#### TASKS:
1: In the Madras to Pondicherry article, transcribe the part that opens with the words containing "Madras to Pondicherry is" and closes with "2007 as Ekadantha.".
2: From the Madras to Pondicherry article, list everyone named as a producer of the film.
3: Answer these from the Madras to Pondicherry article:
(a) On what date was the film released?
(b) Who plays Mala's father?
(c) Under what title was the film remade in Hindi?

#### SOURCE TEXT:
#####

Madras to Pondicherry is a 1966 Indian Tamil-language road film, directed by Thirumalai–Mahalingam and written by Usilai Somanathan. The film stars Ravichandran and Kalpana. It was released on 16 December 1966, became a commercial success, and was remade in Hindi as Bombay to Goa (1972). This in turn went on to inspire the 2004 Marathi film Navra Maza Navsacha, which was also remade in Kannada in 2007 as Ekadantha.

Plot 

Mala, an aspiring film actress, leaves home because of her interest in this which is kindled by a group of thugs. One of them shoots a member of his gang, which she witnesses. To escape them, she jumps onto a running bus going from Madras to Pondicherry. The thugs hire an assassin to board the bus Mala is in to kill her. However, a man named Baskar also gets into the bus. Realising that Mala is in danger, he voluntarily saves her and ends up falling in love with her. Ultimately, it is revealed that Baskar is Mala's prospective bridegroom whom she tried to avoid by leaving her home.

Cast 
 Ravichandran as Baskar
Kalpana as Mala
 Nagesh as the bus conductor
 Manorama as a Brahmin woman
 A. Karunanidhi as the bus driver
Pakoda Kadhar as Gopu / the Brahmin couple's son
A. Veerappan as a Brahmin man
V. K. Ramasamy as street magicians
V. S. Raghavan as Mala's father
P. K. Saraswathi as Mala's mother
O. A. K. Thevar as Hotel owner
Karikol Raju as Bhagavathar
K. K. Soundar as Mad mother's son
A. K. Veerasami as Baskar's father
Thayir Vadai Desikan as Bus passenger
Kallapart Natarajan as Mala's love interest
 K.S. Angamuthu as Bus passenger
Gundu Karuppaiah as Bus passenger

Production 
Madras to Pondicherry was directed by the duo Thirumalai–Mahalingam, written by Usilai Somanathan, and produced under the banner Sri Venkateswara Cinetone by four people: T. S. Adhinarayanan, P. M. Nachimuthu, S. Sivaraman and G. K. Selvaraj. It was among the earliest road films in Tamil cinema.

#####

#### MATERIAL PROVIDED:
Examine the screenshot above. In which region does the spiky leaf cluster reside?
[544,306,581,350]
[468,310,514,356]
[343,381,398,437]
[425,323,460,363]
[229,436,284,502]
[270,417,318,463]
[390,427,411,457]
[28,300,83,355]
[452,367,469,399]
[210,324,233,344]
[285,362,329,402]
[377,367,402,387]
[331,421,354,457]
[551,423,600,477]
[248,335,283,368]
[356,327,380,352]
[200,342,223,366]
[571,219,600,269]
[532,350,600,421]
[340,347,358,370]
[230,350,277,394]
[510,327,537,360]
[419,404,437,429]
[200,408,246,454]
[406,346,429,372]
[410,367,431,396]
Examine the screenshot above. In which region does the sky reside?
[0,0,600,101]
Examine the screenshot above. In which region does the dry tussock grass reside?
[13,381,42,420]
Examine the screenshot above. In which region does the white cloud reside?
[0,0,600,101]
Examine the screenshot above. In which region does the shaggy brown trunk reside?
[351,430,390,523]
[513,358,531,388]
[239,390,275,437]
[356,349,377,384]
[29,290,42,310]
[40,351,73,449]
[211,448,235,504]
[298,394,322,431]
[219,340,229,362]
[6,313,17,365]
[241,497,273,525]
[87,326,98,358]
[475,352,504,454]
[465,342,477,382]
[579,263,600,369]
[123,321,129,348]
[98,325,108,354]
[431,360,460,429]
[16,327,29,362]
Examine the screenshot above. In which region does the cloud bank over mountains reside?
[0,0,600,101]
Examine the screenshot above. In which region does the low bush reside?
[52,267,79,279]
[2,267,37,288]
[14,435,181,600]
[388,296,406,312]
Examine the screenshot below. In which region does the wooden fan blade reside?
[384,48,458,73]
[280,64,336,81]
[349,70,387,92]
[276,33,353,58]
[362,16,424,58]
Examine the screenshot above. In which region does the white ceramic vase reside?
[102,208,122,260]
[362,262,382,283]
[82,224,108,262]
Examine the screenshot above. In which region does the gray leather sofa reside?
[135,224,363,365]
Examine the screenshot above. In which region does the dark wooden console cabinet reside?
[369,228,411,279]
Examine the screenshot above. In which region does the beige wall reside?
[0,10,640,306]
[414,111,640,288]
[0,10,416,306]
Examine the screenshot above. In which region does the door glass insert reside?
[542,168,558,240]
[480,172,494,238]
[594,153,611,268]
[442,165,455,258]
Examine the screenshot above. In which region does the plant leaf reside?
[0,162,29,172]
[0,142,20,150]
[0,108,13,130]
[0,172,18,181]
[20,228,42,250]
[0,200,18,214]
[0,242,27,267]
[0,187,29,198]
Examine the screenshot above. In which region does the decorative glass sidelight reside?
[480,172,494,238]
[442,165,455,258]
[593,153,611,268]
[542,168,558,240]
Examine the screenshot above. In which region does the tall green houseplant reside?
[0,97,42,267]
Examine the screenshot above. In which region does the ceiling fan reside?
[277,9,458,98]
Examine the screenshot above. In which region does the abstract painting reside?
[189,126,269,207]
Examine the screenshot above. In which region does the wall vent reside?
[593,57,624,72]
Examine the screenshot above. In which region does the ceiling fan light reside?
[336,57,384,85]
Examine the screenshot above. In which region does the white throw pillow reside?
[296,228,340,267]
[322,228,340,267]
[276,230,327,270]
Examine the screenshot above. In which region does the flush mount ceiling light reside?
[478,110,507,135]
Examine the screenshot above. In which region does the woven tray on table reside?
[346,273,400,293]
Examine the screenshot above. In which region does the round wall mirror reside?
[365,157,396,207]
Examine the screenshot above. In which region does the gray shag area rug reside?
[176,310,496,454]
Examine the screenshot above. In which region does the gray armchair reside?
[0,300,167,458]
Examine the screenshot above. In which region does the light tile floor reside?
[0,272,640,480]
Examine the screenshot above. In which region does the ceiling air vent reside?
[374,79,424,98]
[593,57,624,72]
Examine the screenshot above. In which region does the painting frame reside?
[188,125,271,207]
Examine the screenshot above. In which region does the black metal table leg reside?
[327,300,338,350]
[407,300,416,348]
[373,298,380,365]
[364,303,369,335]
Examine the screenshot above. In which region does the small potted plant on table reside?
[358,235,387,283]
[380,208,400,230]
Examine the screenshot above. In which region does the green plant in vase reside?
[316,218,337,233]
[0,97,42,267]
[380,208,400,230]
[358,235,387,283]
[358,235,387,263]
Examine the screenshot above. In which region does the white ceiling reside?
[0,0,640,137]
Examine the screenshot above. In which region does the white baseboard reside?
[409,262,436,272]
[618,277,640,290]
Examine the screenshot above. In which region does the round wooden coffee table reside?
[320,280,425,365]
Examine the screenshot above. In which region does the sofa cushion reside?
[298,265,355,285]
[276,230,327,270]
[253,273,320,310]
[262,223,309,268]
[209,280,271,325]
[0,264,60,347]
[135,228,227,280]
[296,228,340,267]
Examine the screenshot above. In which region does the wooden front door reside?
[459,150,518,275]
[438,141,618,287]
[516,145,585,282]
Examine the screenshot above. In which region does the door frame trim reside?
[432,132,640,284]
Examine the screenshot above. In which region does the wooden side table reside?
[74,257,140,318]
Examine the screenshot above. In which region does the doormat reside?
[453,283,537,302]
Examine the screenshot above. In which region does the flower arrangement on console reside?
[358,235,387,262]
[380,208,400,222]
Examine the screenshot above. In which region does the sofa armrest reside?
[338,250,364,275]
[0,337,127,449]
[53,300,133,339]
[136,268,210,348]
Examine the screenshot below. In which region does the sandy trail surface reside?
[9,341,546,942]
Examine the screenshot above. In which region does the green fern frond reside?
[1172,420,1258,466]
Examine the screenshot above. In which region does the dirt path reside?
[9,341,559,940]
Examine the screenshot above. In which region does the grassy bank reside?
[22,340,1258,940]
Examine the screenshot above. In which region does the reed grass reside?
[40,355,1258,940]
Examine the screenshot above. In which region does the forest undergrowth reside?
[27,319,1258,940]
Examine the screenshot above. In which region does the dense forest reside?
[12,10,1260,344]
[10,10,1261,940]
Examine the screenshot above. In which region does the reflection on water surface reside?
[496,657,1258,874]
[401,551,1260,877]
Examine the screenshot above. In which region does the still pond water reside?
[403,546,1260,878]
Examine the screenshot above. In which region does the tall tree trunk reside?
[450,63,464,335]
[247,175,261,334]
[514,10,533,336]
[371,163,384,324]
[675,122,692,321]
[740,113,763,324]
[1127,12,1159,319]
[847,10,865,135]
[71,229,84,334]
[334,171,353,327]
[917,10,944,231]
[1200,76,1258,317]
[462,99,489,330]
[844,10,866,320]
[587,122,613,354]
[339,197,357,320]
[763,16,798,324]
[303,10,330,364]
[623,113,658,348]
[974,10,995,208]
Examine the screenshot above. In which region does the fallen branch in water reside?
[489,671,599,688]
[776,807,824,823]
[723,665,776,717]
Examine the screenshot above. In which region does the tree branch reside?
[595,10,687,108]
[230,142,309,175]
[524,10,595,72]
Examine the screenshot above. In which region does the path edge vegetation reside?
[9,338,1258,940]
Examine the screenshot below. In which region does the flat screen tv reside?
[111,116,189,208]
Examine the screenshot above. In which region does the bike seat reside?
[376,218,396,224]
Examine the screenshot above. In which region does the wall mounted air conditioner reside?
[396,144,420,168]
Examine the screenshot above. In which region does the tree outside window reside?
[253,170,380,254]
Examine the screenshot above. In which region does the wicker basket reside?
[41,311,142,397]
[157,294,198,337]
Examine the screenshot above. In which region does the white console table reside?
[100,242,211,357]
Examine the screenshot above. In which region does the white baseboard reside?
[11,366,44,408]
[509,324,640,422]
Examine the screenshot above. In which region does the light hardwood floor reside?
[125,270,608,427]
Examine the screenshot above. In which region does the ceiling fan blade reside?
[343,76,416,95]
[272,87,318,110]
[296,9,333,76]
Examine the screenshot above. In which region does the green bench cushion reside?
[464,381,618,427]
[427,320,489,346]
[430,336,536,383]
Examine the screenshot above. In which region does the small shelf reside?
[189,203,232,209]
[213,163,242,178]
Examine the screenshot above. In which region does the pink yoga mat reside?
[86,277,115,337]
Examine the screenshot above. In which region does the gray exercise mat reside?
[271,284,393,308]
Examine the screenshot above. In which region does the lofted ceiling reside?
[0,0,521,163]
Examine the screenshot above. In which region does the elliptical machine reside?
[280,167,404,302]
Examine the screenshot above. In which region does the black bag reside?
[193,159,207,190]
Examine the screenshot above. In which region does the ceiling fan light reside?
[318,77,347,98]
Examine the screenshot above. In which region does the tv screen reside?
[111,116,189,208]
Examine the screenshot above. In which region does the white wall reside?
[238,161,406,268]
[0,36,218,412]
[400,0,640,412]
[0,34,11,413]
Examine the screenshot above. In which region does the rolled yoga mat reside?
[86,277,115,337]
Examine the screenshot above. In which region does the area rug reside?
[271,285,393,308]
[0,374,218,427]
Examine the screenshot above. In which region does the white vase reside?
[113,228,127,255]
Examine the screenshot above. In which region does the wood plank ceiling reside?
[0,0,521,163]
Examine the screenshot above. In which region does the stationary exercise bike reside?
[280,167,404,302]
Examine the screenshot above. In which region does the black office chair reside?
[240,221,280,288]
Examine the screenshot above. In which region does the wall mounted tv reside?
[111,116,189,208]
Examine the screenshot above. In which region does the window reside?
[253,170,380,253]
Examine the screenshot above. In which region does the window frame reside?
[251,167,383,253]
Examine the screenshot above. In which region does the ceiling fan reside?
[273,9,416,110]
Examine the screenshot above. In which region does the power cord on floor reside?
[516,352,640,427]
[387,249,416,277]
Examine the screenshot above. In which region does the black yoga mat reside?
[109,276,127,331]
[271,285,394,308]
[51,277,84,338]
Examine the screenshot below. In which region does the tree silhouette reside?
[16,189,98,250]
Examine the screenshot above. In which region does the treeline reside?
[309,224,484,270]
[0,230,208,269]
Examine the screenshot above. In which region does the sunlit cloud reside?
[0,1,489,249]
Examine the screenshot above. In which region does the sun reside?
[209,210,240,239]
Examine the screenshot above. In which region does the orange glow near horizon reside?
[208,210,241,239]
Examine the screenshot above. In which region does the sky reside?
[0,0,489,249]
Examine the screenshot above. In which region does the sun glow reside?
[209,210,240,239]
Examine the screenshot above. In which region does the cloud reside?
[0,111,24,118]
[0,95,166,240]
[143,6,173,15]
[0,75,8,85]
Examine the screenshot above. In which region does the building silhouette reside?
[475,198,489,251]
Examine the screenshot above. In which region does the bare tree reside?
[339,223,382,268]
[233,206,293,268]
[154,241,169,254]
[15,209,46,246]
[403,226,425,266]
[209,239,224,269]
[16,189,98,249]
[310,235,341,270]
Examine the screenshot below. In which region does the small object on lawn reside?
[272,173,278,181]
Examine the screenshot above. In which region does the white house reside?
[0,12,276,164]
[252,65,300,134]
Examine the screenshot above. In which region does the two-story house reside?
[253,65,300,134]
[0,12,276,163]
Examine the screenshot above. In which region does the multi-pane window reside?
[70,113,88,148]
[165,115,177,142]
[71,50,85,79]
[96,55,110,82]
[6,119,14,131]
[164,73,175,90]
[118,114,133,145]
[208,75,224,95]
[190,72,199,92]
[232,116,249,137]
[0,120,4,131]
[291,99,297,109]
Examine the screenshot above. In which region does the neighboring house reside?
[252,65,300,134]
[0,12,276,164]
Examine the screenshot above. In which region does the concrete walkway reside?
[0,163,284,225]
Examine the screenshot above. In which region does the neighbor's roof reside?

#####

#### SOLUTIONS FOR EACH TASK:
1:
Madras to Pondicherry is a 1966 Indian Tamil-language road film, directed by Thirumalai–Mahalingam and written by Usilai Somanathan. The film stars Ravichandran and Kalpana. It was released on 16 December 1966, became a commercial success, and was remade in Hindi as Bombay to Goa (1972). This in turn went on to inspire the 2004 Marathi film Navra Maza Navsacha, which was also remade in Kannada in 2007 as Ekadantha.

2:
T. S. Adhinarayanan
P. M. Nachimuthu
S. Sivaraman
G. K. Selvaraj

3:
(a) 16 December 1966
(b) V. S. Raghavan
(c) Bombay to Goa